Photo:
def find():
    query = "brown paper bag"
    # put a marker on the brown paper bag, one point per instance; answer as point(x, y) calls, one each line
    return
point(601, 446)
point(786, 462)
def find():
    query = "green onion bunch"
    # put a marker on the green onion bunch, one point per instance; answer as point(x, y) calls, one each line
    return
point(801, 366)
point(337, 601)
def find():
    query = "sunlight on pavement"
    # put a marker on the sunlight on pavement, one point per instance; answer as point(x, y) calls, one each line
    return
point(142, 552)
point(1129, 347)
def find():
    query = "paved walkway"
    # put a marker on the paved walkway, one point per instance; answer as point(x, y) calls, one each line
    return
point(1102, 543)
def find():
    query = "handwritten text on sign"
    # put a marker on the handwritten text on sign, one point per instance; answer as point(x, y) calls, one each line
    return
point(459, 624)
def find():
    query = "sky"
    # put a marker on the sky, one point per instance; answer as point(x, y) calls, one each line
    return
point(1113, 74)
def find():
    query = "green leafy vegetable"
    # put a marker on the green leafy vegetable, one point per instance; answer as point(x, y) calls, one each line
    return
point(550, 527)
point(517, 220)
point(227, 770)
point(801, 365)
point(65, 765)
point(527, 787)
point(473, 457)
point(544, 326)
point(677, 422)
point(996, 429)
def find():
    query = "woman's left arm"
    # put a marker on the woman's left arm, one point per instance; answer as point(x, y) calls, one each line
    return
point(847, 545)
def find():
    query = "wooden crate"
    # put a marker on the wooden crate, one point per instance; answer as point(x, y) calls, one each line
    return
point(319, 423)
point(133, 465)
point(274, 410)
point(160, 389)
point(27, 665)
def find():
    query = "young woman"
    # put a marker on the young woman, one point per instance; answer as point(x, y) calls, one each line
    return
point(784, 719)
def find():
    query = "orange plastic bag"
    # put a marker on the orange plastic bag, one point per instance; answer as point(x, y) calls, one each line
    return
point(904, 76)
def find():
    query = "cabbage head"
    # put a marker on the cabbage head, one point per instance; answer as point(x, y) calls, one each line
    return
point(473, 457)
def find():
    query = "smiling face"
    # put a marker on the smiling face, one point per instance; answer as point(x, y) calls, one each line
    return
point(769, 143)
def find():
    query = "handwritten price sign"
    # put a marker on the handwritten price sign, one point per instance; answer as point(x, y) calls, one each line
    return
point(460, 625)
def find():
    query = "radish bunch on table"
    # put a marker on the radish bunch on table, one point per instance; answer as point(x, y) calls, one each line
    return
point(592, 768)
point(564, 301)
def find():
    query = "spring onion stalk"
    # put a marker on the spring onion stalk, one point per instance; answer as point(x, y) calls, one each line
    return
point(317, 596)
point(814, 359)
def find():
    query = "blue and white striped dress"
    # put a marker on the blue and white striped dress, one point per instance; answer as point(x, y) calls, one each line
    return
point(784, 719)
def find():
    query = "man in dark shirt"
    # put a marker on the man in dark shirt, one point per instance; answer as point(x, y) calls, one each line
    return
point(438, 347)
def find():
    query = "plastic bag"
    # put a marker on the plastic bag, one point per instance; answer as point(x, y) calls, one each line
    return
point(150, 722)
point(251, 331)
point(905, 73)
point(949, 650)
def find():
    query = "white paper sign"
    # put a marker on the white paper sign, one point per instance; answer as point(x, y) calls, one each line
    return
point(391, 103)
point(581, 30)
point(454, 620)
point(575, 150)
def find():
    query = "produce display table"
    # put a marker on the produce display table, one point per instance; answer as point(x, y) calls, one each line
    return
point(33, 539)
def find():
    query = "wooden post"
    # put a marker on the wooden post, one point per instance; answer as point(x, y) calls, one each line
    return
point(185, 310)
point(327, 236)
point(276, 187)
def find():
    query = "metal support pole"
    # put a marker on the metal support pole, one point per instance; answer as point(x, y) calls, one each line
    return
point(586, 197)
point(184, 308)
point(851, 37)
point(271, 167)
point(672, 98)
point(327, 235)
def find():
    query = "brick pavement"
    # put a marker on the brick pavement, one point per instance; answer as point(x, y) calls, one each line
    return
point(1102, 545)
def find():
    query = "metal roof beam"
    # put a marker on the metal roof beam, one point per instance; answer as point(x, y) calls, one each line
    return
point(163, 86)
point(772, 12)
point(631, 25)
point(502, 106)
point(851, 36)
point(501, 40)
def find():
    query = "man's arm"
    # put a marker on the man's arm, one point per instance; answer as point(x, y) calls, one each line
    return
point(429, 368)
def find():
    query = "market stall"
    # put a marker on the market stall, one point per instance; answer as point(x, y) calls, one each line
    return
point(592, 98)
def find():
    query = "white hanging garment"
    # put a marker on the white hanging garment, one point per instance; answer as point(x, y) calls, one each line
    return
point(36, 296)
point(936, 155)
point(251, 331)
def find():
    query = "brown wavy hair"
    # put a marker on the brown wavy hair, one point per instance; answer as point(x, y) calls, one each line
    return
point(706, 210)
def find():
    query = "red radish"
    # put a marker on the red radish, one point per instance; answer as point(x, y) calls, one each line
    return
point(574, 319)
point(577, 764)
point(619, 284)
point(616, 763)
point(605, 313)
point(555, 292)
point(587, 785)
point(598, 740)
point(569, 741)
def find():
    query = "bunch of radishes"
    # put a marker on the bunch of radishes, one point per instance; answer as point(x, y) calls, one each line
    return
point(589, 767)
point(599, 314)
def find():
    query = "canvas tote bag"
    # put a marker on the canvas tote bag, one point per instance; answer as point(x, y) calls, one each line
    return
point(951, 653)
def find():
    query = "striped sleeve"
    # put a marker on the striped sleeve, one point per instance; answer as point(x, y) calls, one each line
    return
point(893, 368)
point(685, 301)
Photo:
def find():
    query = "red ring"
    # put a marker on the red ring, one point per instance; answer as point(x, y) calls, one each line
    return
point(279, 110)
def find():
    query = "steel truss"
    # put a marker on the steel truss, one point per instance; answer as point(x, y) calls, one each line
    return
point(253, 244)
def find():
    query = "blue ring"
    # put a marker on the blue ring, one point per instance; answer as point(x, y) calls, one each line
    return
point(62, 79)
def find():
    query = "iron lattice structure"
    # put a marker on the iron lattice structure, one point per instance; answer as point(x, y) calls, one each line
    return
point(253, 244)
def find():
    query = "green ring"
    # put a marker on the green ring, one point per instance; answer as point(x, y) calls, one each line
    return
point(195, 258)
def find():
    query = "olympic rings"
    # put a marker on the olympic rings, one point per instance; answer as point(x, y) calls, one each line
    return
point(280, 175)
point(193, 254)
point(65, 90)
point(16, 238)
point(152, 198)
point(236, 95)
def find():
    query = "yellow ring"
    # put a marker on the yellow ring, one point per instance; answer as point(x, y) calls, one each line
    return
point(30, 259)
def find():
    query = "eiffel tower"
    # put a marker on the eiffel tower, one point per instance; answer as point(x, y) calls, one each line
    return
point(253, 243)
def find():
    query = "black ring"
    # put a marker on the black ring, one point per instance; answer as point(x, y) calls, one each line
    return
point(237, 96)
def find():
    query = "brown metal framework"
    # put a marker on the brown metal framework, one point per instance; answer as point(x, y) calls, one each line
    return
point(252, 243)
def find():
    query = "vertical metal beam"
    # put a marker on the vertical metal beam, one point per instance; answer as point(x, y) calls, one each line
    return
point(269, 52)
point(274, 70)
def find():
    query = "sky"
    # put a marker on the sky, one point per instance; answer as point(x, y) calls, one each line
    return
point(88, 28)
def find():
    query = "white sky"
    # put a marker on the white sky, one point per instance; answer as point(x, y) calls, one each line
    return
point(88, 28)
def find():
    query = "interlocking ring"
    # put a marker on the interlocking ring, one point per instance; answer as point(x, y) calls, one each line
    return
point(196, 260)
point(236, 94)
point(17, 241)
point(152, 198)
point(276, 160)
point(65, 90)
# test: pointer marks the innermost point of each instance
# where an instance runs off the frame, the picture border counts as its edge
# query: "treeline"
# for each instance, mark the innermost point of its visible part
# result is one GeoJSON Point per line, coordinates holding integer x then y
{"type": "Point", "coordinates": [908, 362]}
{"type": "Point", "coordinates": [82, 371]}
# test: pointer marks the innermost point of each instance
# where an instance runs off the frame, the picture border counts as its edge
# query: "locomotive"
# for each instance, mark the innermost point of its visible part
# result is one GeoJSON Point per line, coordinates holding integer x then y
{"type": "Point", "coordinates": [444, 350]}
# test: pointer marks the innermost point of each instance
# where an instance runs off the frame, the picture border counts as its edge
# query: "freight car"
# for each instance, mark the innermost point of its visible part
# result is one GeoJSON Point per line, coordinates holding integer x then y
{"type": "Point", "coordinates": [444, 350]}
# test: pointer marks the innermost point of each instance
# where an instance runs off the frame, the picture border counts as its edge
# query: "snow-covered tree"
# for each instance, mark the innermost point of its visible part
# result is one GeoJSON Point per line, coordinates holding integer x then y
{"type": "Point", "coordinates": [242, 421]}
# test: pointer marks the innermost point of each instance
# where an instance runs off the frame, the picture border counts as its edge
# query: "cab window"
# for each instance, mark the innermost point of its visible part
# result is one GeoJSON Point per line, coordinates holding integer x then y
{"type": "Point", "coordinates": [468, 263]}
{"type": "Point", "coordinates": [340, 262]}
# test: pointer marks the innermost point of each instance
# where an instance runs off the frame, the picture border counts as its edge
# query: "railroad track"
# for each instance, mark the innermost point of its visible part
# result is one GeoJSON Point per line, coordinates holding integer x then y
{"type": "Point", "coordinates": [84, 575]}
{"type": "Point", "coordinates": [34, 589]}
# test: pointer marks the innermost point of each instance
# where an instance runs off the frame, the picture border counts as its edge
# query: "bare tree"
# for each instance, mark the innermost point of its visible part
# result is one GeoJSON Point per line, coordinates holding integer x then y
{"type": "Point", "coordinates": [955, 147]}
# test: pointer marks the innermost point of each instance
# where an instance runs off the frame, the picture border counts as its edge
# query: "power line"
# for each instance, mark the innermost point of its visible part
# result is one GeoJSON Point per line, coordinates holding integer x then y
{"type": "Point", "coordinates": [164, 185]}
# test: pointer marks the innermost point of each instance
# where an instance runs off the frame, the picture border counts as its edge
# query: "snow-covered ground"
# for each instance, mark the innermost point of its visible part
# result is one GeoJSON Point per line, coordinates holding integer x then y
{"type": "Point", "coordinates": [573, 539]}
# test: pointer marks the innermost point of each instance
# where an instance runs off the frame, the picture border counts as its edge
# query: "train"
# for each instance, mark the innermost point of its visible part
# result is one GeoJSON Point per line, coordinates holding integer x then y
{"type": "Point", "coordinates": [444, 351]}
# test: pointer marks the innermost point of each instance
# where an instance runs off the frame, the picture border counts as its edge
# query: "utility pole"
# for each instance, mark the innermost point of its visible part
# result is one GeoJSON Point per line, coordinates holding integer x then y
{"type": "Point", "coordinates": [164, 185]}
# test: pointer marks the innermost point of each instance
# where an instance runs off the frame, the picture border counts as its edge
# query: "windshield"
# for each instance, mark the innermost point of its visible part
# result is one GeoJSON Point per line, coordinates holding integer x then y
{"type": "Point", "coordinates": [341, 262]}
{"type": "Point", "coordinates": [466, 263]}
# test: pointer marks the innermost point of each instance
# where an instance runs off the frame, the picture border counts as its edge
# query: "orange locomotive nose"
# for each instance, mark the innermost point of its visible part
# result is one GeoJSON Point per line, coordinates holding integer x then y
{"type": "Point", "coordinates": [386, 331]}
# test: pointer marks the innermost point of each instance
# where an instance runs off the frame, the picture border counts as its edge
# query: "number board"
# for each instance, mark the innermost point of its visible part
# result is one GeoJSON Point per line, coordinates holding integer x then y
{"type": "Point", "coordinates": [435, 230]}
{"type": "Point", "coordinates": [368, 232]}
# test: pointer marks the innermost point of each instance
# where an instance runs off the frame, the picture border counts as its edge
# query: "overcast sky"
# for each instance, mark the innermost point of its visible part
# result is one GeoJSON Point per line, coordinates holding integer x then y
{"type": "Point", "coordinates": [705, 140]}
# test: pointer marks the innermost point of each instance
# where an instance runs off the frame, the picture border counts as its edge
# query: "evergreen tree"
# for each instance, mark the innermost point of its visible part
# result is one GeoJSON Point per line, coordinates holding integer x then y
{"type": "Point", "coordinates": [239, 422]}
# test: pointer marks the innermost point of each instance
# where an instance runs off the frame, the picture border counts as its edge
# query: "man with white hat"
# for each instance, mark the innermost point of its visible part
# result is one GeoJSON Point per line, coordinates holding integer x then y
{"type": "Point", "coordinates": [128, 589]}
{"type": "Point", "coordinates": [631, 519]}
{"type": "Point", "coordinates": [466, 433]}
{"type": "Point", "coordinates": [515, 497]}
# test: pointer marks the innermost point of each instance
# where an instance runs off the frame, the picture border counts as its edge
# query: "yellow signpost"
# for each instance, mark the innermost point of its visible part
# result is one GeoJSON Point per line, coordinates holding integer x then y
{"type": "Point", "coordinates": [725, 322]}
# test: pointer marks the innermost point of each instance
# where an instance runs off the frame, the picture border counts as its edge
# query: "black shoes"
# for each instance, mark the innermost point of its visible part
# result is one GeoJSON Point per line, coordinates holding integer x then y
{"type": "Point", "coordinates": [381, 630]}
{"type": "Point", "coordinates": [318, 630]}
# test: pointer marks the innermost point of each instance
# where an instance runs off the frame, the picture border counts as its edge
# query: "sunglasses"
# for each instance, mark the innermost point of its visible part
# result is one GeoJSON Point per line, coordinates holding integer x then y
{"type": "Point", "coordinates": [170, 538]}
###
> [INSTRUCTIONS FOR THE TASK] Convert the items from their first line through the line containing "point(1129, 347)", inclusive, into a JSON array of strings, one string per line, with blank lines omitted.

> [TASK ANSWER]
[
  "Photo:",
  "def find():",
  "    query = \"brown paper bag\"",
  "    # put a marker on the brown paper bag, one point per instance; answer as point(x, y) calls, one each line",
  "    return",
  "point(601, 446)",
  "point(786, 462)",
  "def find():",
  "    query = \"green onion bunch\"",
  "    # put a marker on the green onion bunch, one point per instance; answer as point(x, y) calls, one each line",
  "    return",
  "point(801, 366)",
  "point(337, 601)",
  "def find():",
  "    query = \"sunlight on pavement\"",
  "    # put a marker on the sunlight on pavement, one point per instance; answer as point(x, y) calls, one each line",
  "    return",
  "point(142, 552)",
  "point(1129, 347)"
]